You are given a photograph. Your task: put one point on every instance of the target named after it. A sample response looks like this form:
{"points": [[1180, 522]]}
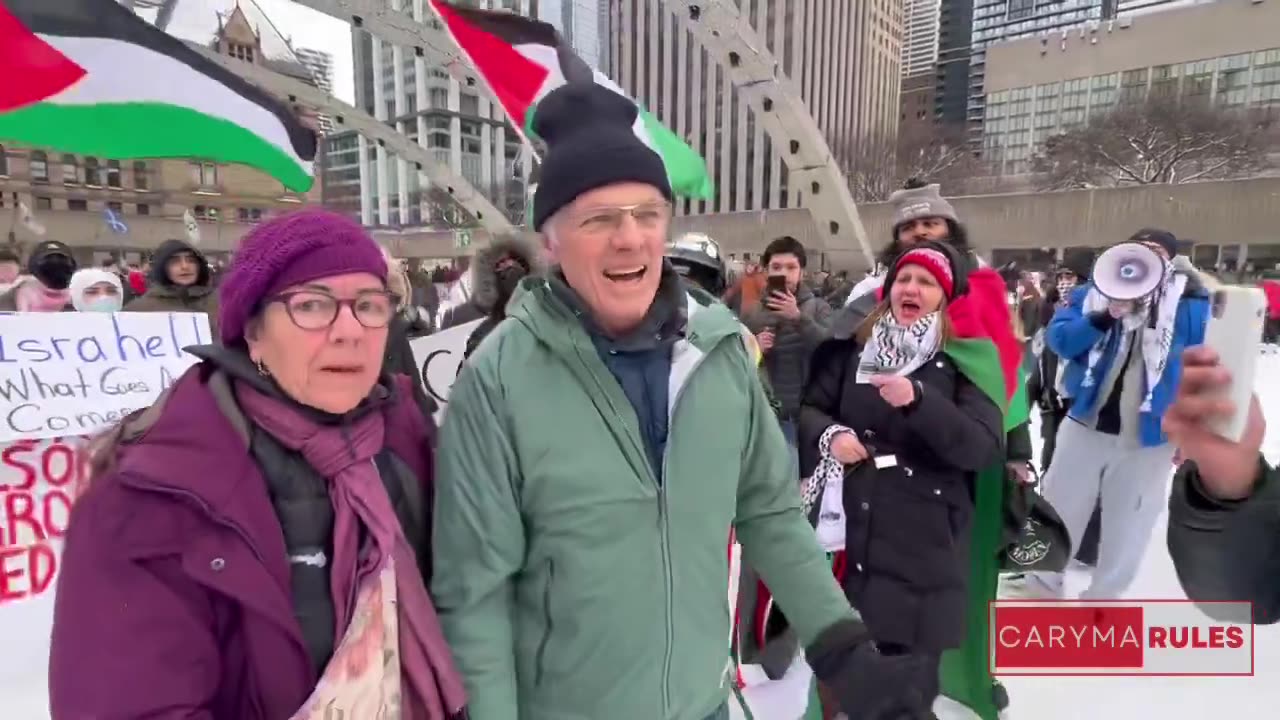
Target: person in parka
{"points": [[181, 281], [892, 433], [496, 270], [600, 449], [920, 214], [1224, 513], [1042, 386]]}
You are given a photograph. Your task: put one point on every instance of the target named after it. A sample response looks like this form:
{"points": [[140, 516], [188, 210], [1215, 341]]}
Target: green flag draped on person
{"points": [[988, 352]]}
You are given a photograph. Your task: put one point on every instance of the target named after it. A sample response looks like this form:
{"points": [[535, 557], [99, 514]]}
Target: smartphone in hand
{"points": [[775, 283], [1234, 331]]}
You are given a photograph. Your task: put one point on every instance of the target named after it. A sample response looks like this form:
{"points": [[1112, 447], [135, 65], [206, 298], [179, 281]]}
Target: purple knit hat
{"points": [[291, 250]]}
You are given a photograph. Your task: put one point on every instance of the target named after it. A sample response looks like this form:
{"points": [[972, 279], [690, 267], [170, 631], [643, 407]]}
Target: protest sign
{"points": [[77, 373], [439, 356], [39, 483]]}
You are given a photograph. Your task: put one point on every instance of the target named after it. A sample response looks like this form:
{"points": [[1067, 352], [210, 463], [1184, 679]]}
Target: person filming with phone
{"points": [[789, 324], [1224, 511]]}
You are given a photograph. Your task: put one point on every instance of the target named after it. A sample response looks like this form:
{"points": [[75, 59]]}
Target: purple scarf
{"points": [[344, 456]]}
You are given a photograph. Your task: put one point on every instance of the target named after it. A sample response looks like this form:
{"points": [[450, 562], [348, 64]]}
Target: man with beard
{"points": [[181, 281], [600, 447], [496, 272], [922, 214]]}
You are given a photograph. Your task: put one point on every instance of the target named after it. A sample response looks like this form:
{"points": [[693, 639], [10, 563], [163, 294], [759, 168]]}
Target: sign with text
{"points": [[78, 373], [39, 482], [439, 356], [1136, 637]]}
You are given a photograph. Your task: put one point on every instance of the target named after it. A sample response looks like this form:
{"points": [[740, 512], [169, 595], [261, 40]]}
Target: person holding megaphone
{"points": [[1120, 337]]}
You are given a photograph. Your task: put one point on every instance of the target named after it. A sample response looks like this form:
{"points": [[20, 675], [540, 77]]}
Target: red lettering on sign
{"points": [[39, 483], [26, 572]]}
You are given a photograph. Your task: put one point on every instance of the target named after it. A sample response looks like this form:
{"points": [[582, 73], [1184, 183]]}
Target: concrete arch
{"points": [[351, 118], [778, 108]]}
----------------
# WHAT IS REQUIRED
Print all of the entries word for word. Omit the pictures they contain.

# ANSWER BELOW
You are given a photograph. Your task: put one point on every instance of the target named after it. A sample response looks like this form:
{"points": [[1180, 522]]}
Target: person in parka
{"points": [[181, 281], [892, 433], [496, 270], [600, 449], [920, 214], [1224, 513], [1042, 386]]}
You are given a photograph. Your task: put one point on every instance of the target named after it. A sample response looks like this form:
{"points": [[140, 516], [188, 210], [1215, 341]]}
Target: green flag draped on person
{"points": [[988, 352]]}
You are given a photograph. Your task: put one point on every instance of the target named after it. A sample response looks like this form:
{"points": [[535, 557], [99, 514]]}
Target: smartphone in hand
{"points": [[775, 283], [1234, 331]]}
You are given a photograph. Your task: put one point on every instance of the target named after it. A sample response looks like this form:
{"points": [[1112, 447], [135, 65], [206, 298], [179, 281]]}
Target: purple knit hat
{"points": [[291, 250]]}
You are given a photograph. Your task: put one point on every instance of the target named after it. A sample response looks like this form:
{"points": [[972, 279], [690, 267], [170, 631], [643, 407]]}
Target: protest sign
{"points": [[77, 373], [439, 356], [39, 483]]}
You are given a photograph. Your task: put one point on every instance of the target named after it. A sample response looks like this form:
{"points": [[1067, 352], [210, 463], [1184, 679]]}
Target: person filming with phone
{"points": [[789, 324], [1224, 511]]}
You are given a photograph. Your task: put one point on every instance of the target named after it. A sample response looks like this form:
{"points": [[75, 59]]}
Target: purple scarf
{"points": [[344, 456]]}
You are given a photograph. Your task: put one point on every instance of the target named after it. A sample response looks like this form:
{"points": [[450, 562], [348, 64]]}
Target: man with beard
{"points": [[181, 281], [600, 447], [496, 272], [922, 214]]}
You are given a photograph. Your task: put one point on every instance of the target named after it. A sample response looks like this form:
{"points": [[693, 639], [10, 563], [163, 294], [759, 168]]}
Target: sign with text
{"points": [[78, 373], [39, 482], [439, 356], [1136, 637]]}
You are given a photograph. Your task: put one point on every instance of the target named after it. A sample response looks like this form:
{"points": [[740, 512], [169, 595], [261, 40]]}
Target: person holding megaphone
{"points": [[1120, 337]]}
You are given a photograph. Your task: put one point on every instance of the target named after it. A sample response looks like this form:
{"points": [[20, 675], [540, 77]]}
Target: red lettering on sign
{"points": [[39, 483], [26, 572]]}
You are given a photograph. Your task: put one point on every instance of the target named after it. A sample response looks like this form:
{"points": [[582, 73], [1184, 183]]}
Target: concrete arch
{"points": [[351, 118], [778, 108]]}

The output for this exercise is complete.